___ Selection ___

AFTER SIMON CUTTS, AFTER SAMUEL PALMER. 1999.

Little Sparta: Wild Hawthorn Press, 1999
10.5 x 7cm, 4pp, black on brown artist's card with a poem from Finlay which is based on a Simon Cutts variation on an original by Samuel Palmer the landscape painter and poet:
loosing
the sheets

open-
ing the
hold

fold-
ing the
last

sail

As discussed elsewhere in these cataloguings, the folding of the sail is related both to maintenance of the boats but also the burial of sailors. VG+.

THE GODS WENT HOME…. 1999.

Little Sparta: Wild Hawthorn Press, 1999
9.6 x 14cm, 1pp, black on white artist's card.

The gods went home, and everything beautiful,/everything lofty they took with them, all colours, all life's tones.

A quotation from Schiller written on 13 July 1998. Published in Autumn this card shows regret for the lack of colour as the fall approaches (if we ignore the colours of leaves). VG+.

PLANKS WHICH… 1999.

Little Sparta: Wild Hawthorn Press, 1999
14.8 x 6cm, 1pp, black on blue artist's card. There are two translations from the Greek:

planks which.
were once
pines of Ida
from Aeneid Book X

and

(jacinta, Antusa)
hunters
of deep sea prey
From Homer's Epigrams XVII
Fishing boats and fishermen. VG+.

DECOMMISSIONED FISHING BOATS. 1999.

Little Sparta: Wild Hawthorn Press, 1999
10.5 x 18.9cm, 4pp card printed black on white with a drawing of Gary Hincks of broken and rotting boat. A text inside of the card reads:

Decommisioned Fishing Boats
new Baedeker Blitz
Finlay notes that under EU regulations a fisherman can receive financial compensaiton for decommissioning - destroying - his boat and compares this to the "Baedeker Blitz" where the Luftwaffe mounted revenge raids on English Cathedral towns. VG+.

EAST COAST GAFF SLOOP. 1999.

Little Sparta: Wild Hawthorn Press, 1999
8.8 x 12cm, 1pp, black on blue artist's card. The one word poem is:

East Coast Gaff Sloop
scratchbuilt

and a description of the painter Graham Rich who "often applies his paint with a matchstick. Or he scrapes away with a sharp point, a paintt already present on the found object." from Thomas A. Clark and then:
"Scratchbuilt: a model completed from other than a commercial kit". VG+.

HENRY VAUGHAN. 1999.

Little Sparta: Wild Hawthorn Press, 1999
14.4 x 10cm, 2pp, black on white artist's card. The drawing by Gary Hincks is of a memorial "grave" stone for Henry Vaughan which can be found in the Little Sparta garden. There is a Pilcrow (¶) at the top of the marker which Finlay explains the poet used in place of a title when certain poems were to be regarded as elegies. Clearly this visual poem is also an elegy for Vaughan.VG+.

SHEEP FOLDED, SHADOWS UNFOLDED. 1999.

Little Sparta: Wild Hawthorn Press, 1999
8 x 9cm, 4pp, black on white card with a linocut by Jo Hincks of sheep in a glade. Inside is a poem by Finlay:

Sheep Folded, Shadows Unfolded

Shoreham

The sheep are home, and the dark is coming - the shadows are "unfolded". Shoreham is a city that famously has plastic sheep as a public artwork. VG+.

___

**Work instructions**.
(a) Print the passage of the card listings from "THE GODS WENT HOME…." up to and including "of leaves). VG+.".
(b) List the title of every card described in the card listings, leaving out the year.

___ Material supplied ___

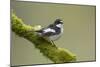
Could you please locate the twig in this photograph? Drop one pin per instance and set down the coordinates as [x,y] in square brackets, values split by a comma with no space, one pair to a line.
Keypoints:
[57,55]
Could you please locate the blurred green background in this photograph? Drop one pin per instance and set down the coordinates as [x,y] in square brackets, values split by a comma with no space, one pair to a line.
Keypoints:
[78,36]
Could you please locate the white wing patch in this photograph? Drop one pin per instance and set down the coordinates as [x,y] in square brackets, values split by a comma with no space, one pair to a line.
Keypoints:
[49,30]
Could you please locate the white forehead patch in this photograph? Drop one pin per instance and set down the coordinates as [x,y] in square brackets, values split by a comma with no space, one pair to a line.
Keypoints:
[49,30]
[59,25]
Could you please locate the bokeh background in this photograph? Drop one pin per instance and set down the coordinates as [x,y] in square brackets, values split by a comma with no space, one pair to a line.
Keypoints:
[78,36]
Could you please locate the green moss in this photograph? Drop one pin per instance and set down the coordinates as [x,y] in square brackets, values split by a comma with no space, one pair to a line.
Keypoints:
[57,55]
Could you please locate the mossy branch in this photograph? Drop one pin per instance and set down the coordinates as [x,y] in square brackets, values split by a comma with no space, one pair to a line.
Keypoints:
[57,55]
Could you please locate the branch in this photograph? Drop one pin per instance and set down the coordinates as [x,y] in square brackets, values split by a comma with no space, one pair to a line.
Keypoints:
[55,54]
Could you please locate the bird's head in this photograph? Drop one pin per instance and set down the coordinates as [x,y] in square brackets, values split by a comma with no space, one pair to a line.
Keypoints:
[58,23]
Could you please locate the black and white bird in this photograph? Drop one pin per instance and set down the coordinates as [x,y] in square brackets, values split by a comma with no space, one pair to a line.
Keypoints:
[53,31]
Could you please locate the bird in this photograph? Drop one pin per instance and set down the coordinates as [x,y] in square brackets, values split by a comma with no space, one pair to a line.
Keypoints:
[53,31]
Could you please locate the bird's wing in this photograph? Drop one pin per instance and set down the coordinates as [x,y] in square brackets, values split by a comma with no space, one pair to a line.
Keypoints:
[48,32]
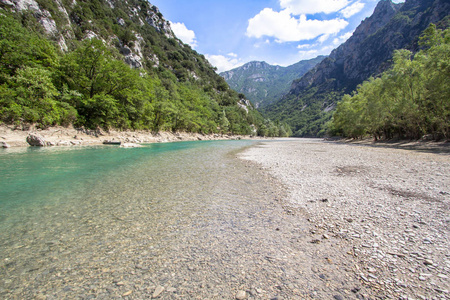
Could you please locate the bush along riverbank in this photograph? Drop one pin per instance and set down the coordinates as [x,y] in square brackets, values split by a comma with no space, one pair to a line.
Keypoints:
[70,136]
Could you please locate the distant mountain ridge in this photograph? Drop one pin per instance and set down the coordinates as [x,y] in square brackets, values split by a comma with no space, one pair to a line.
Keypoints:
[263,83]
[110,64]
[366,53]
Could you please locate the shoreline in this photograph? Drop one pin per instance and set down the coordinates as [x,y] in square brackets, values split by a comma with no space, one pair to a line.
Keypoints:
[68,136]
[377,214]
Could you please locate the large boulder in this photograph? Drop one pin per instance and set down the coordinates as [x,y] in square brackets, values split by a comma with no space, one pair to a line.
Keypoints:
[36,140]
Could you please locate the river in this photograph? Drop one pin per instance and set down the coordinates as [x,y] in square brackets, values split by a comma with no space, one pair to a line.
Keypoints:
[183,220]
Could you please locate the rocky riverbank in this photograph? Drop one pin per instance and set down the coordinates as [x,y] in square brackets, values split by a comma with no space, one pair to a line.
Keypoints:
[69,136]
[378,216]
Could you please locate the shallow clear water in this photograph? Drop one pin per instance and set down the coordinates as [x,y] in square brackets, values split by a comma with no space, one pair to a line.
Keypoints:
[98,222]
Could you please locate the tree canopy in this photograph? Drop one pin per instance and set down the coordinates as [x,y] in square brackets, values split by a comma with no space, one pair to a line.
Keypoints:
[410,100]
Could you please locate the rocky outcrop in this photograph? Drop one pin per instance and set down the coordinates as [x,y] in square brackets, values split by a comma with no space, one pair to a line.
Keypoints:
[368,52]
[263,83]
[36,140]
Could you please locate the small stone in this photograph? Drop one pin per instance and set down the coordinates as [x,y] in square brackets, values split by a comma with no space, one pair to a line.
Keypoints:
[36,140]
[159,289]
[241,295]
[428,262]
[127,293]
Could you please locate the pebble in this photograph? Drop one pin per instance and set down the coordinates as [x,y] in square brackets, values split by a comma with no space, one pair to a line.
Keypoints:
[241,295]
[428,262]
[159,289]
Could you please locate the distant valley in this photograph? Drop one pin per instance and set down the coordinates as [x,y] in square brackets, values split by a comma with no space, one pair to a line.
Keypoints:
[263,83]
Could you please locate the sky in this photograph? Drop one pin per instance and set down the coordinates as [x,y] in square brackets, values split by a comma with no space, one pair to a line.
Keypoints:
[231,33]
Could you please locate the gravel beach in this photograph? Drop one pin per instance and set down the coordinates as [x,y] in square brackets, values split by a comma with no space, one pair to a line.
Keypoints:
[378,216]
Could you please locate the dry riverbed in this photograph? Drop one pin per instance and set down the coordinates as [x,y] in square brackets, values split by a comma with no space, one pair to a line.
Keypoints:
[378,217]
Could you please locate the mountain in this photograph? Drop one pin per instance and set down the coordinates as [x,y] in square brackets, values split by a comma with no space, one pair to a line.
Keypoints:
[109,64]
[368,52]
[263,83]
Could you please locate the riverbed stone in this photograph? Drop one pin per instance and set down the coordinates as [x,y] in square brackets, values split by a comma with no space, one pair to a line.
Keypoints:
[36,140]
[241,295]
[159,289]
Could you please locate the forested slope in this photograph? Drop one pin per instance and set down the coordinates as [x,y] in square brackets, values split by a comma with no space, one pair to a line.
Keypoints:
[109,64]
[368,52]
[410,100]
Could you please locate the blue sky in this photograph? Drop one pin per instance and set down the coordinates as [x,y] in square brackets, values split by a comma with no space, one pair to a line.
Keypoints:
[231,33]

___
___ Material supplied ___

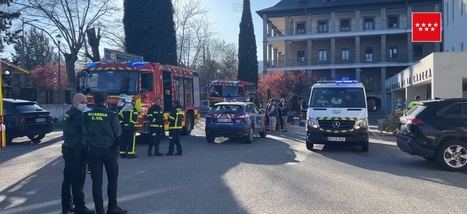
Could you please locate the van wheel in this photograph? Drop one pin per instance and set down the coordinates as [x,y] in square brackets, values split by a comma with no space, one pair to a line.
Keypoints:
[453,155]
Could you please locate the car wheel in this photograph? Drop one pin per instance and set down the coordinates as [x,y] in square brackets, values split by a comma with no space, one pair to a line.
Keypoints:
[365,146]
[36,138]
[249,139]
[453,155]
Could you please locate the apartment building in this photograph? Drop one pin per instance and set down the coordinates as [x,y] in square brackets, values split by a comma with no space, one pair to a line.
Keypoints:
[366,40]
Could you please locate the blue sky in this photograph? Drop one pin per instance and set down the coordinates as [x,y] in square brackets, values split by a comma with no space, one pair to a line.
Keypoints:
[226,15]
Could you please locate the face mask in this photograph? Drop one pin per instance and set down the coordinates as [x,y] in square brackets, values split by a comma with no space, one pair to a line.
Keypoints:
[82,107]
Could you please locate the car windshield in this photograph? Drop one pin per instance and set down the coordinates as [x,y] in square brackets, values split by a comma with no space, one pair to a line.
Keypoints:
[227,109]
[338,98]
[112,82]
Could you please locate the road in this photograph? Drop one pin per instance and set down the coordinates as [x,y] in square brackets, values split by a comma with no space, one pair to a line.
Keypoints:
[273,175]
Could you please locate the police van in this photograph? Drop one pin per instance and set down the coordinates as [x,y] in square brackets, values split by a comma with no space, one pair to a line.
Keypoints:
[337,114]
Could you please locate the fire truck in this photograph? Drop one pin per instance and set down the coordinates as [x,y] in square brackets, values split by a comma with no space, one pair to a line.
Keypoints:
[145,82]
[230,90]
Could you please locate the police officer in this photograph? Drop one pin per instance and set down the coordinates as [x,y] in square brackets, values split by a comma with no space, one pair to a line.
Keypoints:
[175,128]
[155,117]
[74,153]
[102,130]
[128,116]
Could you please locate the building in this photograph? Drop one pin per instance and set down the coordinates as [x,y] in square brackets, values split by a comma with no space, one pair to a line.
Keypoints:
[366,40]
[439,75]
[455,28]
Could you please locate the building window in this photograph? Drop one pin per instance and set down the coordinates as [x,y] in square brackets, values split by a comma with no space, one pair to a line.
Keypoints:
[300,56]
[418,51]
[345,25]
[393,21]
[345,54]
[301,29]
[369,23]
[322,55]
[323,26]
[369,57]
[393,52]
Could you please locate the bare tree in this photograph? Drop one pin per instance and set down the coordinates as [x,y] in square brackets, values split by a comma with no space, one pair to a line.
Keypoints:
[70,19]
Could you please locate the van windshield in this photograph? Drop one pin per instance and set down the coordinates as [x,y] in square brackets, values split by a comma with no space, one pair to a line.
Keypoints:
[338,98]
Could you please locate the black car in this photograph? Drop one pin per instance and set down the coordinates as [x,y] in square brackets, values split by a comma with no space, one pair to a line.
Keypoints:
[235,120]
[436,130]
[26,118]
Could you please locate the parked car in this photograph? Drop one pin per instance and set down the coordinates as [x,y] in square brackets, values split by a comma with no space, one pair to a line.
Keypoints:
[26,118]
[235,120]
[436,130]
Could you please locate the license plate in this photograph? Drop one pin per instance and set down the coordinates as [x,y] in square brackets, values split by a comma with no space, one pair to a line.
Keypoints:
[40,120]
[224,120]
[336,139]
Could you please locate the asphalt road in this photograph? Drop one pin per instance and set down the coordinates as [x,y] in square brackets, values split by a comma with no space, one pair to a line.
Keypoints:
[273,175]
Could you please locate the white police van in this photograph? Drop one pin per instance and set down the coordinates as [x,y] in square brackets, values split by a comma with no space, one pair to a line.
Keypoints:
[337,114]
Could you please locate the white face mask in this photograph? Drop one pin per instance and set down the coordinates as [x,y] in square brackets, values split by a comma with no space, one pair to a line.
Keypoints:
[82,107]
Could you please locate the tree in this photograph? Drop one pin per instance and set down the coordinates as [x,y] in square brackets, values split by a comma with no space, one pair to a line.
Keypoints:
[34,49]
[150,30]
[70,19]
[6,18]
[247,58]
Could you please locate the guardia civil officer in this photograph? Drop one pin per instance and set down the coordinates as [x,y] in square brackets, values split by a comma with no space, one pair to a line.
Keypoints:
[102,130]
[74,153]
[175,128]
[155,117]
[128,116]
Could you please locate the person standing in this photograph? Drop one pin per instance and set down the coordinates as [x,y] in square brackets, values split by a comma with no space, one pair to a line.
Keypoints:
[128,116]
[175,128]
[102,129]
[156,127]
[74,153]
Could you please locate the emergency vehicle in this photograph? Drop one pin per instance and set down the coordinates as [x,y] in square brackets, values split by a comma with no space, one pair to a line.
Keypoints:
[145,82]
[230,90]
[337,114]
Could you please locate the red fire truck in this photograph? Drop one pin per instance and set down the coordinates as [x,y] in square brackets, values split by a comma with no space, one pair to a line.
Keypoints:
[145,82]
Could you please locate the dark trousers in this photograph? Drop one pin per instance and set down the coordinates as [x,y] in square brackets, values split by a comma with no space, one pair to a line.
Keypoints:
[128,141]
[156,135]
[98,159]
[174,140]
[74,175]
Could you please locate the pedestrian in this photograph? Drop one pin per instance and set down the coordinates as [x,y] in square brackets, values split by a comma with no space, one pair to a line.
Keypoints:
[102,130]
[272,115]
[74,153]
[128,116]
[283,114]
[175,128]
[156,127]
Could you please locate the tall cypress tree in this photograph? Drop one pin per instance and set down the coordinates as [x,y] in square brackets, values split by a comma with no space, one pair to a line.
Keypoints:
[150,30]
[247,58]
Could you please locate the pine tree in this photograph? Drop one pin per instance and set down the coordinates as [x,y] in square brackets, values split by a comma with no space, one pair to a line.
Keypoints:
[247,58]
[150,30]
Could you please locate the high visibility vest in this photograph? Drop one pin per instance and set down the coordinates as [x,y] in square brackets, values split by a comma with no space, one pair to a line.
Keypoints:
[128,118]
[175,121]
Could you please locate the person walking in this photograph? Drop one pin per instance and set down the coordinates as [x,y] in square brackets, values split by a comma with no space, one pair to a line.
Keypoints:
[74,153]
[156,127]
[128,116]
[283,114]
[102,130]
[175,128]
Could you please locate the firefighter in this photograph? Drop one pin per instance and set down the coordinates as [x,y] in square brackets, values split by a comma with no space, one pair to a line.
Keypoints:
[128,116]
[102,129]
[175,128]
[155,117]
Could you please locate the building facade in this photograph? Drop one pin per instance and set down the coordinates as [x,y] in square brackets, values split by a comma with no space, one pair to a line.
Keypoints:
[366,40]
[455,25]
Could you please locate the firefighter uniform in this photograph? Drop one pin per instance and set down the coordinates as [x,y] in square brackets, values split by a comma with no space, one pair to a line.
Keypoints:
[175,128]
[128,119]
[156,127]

___

**Solutions per task**.
(a)
THE GODS WENT HOME…. 1999.

Little Sparta: Wild Hawthorn Press, 1999
9.6 x 14cm, 1pp, black on white artist's card.

The gods went home, and everything beautiful,/everything lofty they took with them, all colours, all life's tones.

A quotation from Schiller written on 13 July 1998. Published in Autumn this card shows regret for the lack of colour as the fall approaches (if we ignore the colours of leaves). VG+.

(b)
After Simon Cutts, After Samuel Palmer
The Gods Went Home…
Planks Which…
Decommissioned Fishing Boats
East Coast Gaff Sloop
Henry Vaughan
Sheep Folded, Shadows Unfolded